GIVEN INSTRUCTION: Convert the lines below into a JSON list of strings, one string per line with blank lines omitted. Begin at the line that contains "One keypoint belongs to every instance. Tag the shoulder", include that line, and continue through the last of the lines.

MATERIAL FOR THE TASK:

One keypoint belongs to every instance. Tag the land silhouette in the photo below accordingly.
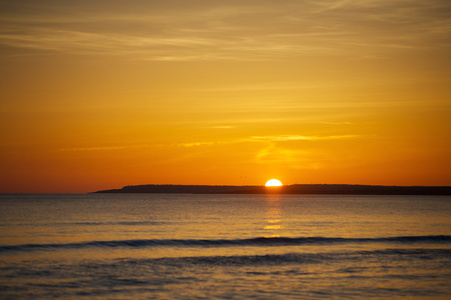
(334, 189)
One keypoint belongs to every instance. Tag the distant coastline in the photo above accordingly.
(322, 189)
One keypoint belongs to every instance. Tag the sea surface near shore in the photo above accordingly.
(182, 246)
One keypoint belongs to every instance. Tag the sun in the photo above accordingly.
(273, 182)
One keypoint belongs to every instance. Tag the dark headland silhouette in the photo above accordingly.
(335, 189)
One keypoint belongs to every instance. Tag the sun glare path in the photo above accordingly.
(273, 182)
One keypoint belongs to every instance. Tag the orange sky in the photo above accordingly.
(102, 94)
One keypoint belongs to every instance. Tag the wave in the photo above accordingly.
(259, 241)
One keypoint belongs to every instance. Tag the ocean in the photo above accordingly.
(184, 246)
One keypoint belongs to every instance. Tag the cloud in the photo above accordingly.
(227, 30)
(285, 138)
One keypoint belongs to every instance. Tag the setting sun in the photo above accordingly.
(273, 182)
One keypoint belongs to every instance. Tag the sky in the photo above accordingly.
(102, 94)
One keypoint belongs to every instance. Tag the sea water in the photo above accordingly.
(180, 246)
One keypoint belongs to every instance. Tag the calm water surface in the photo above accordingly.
(177, 246)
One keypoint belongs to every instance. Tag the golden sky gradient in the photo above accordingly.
(102, 94)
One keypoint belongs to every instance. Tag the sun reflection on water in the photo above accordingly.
(273, 219)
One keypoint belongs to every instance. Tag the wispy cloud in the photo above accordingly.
(223, 30)
(285, 138)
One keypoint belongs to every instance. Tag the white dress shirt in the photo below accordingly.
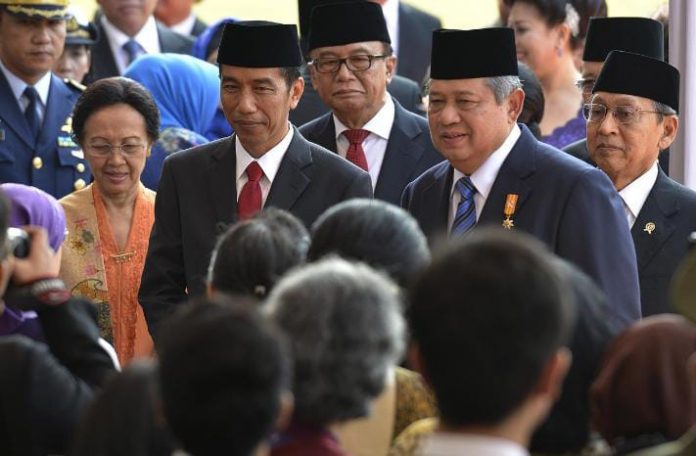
(484, 177)
(17, 86)
(635, 193)
(390, 9)
(451, 444)
(147, 38)
(269, 163)
(375, 145)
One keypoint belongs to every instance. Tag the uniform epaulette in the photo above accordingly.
(74, 84)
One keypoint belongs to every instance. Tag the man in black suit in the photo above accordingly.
(499, 174)
(265, 163)
(605, 34)
(350, 67)
(126, 32)
(311, 106)
(630, 120)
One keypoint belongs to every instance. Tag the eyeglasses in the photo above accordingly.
(361, 62)
(626, 115)
(104, 150)
(585, 85)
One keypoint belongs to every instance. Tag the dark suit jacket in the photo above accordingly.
(60, 158)
(45, 387)
(197, 201)
(311, 106)
(570, 206)
(104, 65)
(415, 40)
(409, 151)
(671, 207)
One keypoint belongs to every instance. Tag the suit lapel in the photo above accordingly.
(11, 115)
(653, 225)
(511, 179)
(291, 180)
(401, 156)
(222, 179)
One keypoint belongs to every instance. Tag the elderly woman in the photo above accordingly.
(548, 33)
(115, 121)
(346, 331)
(187, 93)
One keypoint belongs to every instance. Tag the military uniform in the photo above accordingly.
(53, 162)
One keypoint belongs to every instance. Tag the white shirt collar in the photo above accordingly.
(484, 177)
(269, 162)
(17, 86)
(147, 37)
(185, 27)
(380, 124)
(635, 193)
(454, 444)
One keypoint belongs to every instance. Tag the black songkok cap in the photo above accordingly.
(260, 44)
(481, 53)
(635, 74)
(337, 24)
(639, 35)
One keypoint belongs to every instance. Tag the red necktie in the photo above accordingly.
(250, 197)
(355, 153)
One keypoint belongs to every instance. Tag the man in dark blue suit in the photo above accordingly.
(630, 120)
(35, 123)
(266, 163)
(351, 65)
(499, 174)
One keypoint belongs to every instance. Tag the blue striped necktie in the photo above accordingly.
(465, 218)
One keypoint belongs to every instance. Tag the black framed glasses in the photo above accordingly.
(360, 62)
(625, 115)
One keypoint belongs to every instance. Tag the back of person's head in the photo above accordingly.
(254, 254)
(224, 372)
(487, 317)
(533, 109)
(345, 328)
(380, 234)
(643, 387)
(125, 417)
(567, 428)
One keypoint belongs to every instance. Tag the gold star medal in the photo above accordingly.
(509, 211)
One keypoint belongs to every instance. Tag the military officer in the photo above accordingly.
(36, 147)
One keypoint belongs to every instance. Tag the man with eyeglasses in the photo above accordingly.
(605, 34)
(36, 147)
(350, 67)
(498, 174)
(266, 163)
(629, 121)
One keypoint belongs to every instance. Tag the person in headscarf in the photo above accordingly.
(643, 395)
(187, 93)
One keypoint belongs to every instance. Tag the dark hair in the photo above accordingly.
(380, 234)
(112, 91)
(487, 315)
(223, 371)
(254, 254)
(124, 417)
(554, 12)
(533, 109)
(344, 325)
(567, 427)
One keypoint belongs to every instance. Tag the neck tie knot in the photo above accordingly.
(356, 137)
(254, 172)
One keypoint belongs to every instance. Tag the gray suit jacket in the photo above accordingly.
(197, 201)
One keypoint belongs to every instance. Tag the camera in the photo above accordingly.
(18, 241)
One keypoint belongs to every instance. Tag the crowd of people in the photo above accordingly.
(366, 235)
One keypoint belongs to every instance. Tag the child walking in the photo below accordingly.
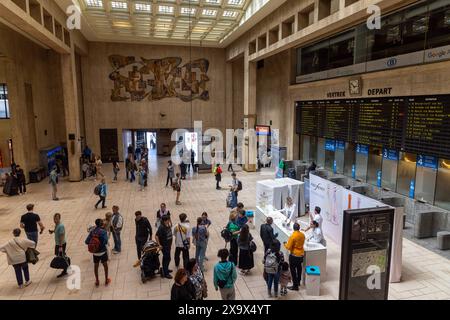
(285, 278)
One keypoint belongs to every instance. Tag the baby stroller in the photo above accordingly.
(149, 260)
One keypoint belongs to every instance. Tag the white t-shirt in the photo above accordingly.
(184, 227)
(316, 235)
(318, 218)
(290, 212)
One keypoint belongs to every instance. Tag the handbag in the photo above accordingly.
(252, 246)
(60, 262)
(31, 254)
(185, 241)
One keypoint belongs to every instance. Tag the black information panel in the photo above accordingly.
(366, 254)
(418, 124)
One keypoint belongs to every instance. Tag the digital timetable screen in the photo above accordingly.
(418, 124)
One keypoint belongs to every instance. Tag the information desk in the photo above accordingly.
(315, 253)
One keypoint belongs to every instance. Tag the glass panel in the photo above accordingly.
(374, 165)
(305, 147)
(329, 160)
(439, 25)
(406, 172)
(361, 166)
(321, 152)
(339, 158)
(314, 58)
(313, 149)
(349, 159)
(425, 184)
(442, 198)
(400, 33)
(341, 50)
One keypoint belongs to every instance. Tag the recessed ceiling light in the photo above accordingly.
(209, 12)
(230, 14)
(143, 7)
(120, 5)
(165, 9)
(94, 3)
(235, 2)
(188, 11)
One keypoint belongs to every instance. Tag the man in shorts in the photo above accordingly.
(101, 254)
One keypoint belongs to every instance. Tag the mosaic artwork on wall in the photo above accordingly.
(156, 79)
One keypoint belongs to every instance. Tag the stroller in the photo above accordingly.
(149, 260)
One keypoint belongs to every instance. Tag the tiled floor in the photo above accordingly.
(426, 275)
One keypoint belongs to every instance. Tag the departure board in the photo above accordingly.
(418, 124)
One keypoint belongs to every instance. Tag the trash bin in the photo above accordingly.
(312, 281)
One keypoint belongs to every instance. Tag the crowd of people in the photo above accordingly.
(173, 237)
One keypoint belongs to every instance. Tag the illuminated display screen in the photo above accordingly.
(418, 124)
(262, 130)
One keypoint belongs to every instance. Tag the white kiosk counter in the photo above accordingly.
(315, 253)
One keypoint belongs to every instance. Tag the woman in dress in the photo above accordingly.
(245, 253)
(197, 278)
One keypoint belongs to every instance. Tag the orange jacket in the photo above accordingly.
(295, 244)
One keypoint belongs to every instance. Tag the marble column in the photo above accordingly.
(69, 84)
(249, 147)
(20, 135)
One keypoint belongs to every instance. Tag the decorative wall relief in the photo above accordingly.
(156, 79)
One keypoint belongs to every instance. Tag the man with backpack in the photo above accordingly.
(101, 191)
(235, 187)
(143, 231)
(182, 232)
(117, 225)
(218, 175)
(267, 235)
(164, 238)
(53, 181)
(96, 242)
(273, 259)
(225, 276)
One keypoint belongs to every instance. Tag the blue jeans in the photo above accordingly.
(275, 279)
(166, 260)
(117, 241)
(32, 236)
(200, 251)
(18, 268)
(233, 199)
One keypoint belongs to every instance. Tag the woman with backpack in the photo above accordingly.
(218, 175)
(170, 173)
(177, 188)
(15, 251)
(225, 276)
(233, 230)
(245, 240)
(197, 278)
(273, 259)
(200, 235)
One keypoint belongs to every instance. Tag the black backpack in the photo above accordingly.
(98, 189)
(226, 234)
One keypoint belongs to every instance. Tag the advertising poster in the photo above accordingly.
(333, 199)
(366, 253)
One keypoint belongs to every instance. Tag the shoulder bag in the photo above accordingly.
(31, 254)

EXERCISE OUTPUT:
[
  "One keypoint belongs to every instance. Tag the shoulder bag in the photo above accordingly.",
  "(31, 254)"
]